## Impact of Pollutants on AQI

In [2]:
import os
import numpy as np
import pandas as pd
import matplotlib.pyplot as plt
from sklearn.ensemble import RandomForestRegressor
from sklearn.model_selection import train_test_split
from sklearn.inspection import permutation_importance
from sklearn.feature_selection import mutual_info_regression
from sklearn.metrics import r2_score, mean_squared_error, mean_absolute_error
import xlsxwriter

In [5]:
DATA_PATH = "BIDM_Dataset.csv"
OUTPUT_DIR = "aqi_analysis_outputs"
EXCEL_PATH = os.path.join(OUTPUT_DIR, "aqi_analysis.xlsx")
POLLUTANTS = ['co','no','no2','o3','so2','pm2_5','pm10','nh3']
TARGET = 'aqi'
MAX_SAMPLES = 20000
RANDOM_STATE = 42
N_TREES = 200
N_PERM = 12
PDP_GRID_POINTS = 50

In [7]:
os.makedirs(OUTPUT_DIR, exist_ok=True)

In [9]:
# 1) Load dataset
df = pd.read_csv(DATA_PATH)

# 2) Check required columns
missing_cols = [c for c in POLLUTANTS + [TARGET] if c not in df.columns]
if missing_cols:
    raise ValueError(f"Missing required columns: {missing_cols}")

# 3) Subset & drop NA
df_sub = df[POLLUTANTS + [TARGET]].dropna()
if df_sub.shape[0] == 0:
    raise ValueError("No rows left after dropping NA. Check dataset.")

# 4) Sampling for speed
if df_sub.shape[0] > MAX_SAMPLES:
    df_sub = df_sub.sample(n=MAX_SAMPLES, random_state=RANDOM_STATE)

X = df_sub[POLLUTANTS].astype(float)
y = df_sub[TARGET].astype(float)

# 5) Train/test split
X_tr, X_te, y_tr, y_te = train_test_split(X, y, test_size=0.25, random_state=RANDOM_STATE)

# 6) Fit Random Forest
rf = RandomForestRegressor(n_estimators=N_TREES, random_state=RANDOM_STATE, n_jobs=-1)
rf.fit(X_tr, y_tr)

# 7) Performance metrics
def rmse(a,b): return np.sqrt(mean_squared_error(a,b))
perf = {
    'train_r2': float(r2_score(y_tr, rf.predict(X_tr))),
    'test_r2': float(r2_score(y_te, rf.predict(X_te))),
    'train_rmse': float(rmse(y_tr, rf.predict(X_tr))),
    'test_rmse': float(rmse(y_te, rf.predict(X_te))),
    'train_mae': float(mean_absolute_error(y_tr, rf.predict(X_tr))),
    'test_mae': float(mean_absolute_error(y_te, rf.predict(X_te)))
}
perf_df = pd.DataFrame([perf])

# 8) Permutation importance
perm = permutation_importance(rf, X_te, y_te, n_repeats=N_PERM, random_state=RANDOM_STATE, n_jobs=-1)

Directive a → State whether each statement below agrees with the AQI analysis code, answering yes or no and quoting the words of the code that decide it: (i) the random forest is built with 200 trees; (ii) a third of the data is held out for testing; (iii) permutation importance is computed on the training data.

Records supplied →
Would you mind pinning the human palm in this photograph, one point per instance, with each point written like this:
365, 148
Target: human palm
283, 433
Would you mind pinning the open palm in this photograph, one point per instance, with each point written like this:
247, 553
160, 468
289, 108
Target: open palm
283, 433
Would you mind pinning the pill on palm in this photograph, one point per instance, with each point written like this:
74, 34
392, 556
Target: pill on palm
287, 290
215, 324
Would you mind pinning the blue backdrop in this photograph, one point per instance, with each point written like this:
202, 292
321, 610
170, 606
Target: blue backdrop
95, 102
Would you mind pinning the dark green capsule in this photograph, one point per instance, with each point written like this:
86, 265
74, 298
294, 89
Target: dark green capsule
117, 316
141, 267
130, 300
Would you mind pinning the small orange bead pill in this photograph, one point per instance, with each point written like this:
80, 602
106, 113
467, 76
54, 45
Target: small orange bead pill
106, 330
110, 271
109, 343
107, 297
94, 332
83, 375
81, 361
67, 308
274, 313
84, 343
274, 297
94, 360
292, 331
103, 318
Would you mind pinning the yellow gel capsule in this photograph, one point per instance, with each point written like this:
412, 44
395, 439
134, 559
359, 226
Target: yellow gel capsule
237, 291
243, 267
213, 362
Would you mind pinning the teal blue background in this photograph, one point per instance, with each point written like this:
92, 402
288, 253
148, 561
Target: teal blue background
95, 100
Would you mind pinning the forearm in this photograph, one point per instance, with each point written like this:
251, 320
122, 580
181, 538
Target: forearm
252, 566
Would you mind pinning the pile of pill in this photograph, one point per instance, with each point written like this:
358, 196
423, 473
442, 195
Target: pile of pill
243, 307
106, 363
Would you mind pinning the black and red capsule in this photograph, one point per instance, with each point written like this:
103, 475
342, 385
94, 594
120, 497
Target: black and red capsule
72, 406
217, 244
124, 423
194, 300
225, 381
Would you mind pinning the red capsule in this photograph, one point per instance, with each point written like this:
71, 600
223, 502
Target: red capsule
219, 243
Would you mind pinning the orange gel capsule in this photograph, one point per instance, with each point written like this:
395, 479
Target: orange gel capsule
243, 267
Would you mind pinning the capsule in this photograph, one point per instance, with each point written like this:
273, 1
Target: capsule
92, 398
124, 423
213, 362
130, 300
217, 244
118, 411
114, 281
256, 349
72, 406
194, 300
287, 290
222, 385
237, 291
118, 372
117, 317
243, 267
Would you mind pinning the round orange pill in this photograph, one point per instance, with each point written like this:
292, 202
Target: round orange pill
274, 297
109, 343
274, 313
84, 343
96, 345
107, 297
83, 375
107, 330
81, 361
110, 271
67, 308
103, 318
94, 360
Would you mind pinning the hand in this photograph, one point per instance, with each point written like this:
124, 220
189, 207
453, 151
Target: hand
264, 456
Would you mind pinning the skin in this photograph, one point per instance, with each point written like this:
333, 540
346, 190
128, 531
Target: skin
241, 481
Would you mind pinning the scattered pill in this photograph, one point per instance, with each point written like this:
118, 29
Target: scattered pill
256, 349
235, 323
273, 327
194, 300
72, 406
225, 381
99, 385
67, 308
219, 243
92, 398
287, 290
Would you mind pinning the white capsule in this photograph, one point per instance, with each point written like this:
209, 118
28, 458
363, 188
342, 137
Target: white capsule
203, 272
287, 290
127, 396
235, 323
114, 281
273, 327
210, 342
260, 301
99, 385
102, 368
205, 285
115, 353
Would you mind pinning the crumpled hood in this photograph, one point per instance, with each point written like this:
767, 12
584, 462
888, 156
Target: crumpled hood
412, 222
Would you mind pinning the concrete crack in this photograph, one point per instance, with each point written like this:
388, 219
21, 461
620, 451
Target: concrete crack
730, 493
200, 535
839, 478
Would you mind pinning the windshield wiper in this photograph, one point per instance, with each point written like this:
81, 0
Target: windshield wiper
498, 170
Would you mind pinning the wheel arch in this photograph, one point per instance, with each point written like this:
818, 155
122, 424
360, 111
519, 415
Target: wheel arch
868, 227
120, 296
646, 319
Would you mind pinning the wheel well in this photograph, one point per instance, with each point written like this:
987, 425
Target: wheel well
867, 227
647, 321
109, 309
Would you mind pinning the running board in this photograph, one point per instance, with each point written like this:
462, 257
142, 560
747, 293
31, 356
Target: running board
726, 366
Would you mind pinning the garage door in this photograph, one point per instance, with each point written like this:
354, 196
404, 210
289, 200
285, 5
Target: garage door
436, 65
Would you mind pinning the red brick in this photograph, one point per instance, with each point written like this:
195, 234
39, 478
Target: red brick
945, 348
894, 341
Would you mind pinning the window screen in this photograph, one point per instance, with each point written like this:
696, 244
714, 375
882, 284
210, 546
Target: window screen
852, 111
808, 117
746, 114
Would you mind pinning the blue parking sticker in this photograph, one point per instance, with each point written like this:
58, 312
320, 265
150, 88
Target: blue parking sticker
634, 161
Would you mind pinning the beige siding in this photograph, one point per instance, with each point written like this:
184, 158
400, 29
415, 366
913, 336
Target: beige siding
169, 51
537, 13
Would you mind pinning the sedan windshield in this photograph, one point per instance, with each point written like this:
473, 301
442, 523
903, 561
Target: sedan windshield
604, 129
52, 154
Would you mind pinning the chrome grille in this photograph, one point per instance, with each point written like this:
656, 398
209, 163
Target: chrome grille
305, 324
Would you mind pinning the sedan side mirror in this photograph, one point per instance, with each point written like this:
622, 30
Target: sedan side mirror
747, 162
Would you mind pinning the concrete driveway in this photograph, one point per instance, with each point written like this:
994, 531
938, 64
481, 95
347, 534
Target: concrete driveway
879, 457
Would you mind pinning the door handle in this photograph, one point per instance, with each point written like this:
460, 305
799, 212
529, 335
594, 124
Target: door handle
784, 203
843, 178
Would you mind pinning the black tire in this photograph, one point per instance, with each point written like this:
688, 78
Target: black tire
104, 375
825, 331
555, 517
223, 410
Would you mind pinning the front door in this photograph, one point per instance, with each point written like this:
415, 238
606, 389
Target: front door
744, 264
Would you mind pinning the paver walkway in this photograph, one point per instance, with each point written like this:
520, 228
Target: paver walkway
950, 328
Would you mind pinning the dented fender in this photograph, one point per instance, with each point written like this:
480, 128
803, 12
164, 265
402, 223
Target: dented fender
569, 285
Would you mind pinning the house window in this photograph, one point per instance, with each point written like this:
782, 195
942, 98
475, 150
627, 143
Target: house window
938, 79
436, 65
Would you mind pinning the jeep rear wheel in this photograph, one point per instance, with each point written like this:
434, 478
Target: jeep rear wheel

Directive b → Rewrite everything in the entries from the line containing "Would you mind pinning the front" down to the end of the entries, requests included, adding 149 to every number in the answer coordinates.

Result a →
(i) Yes: "N_TREES = 200"
(ii) No: "test_size=0.25"
(iii) No: "permutation_importance(rf, X_te, y_te"

Result b →
Would you mind pinning the front door in this photograph, one point per instance, with each point written like this:
415, 238
606, 389
Target: front door
893, 413
Would you mind pinning the paver walkway in this photograph, one point per instance, with each point written like this:
520, 228
Target: paver walkway
1099, 477
Would you mind pinning the dented fender in this photograph, one point per instance, with each point written like this:
480, 128
803, 12
164, 265
402, 223
Target: dented fender
718, 434
Would you mind pinning the house window in this photograph, one point per instance, with each point written like this:
782, 195
942, 98
475, 150
627, 143
Target: house window
1087, 228
585, 214
Would you mind pinning the jeep rear wheel in this photograph, one point per instance, with each point written like this:
434, 478
Target: jeep rear wheel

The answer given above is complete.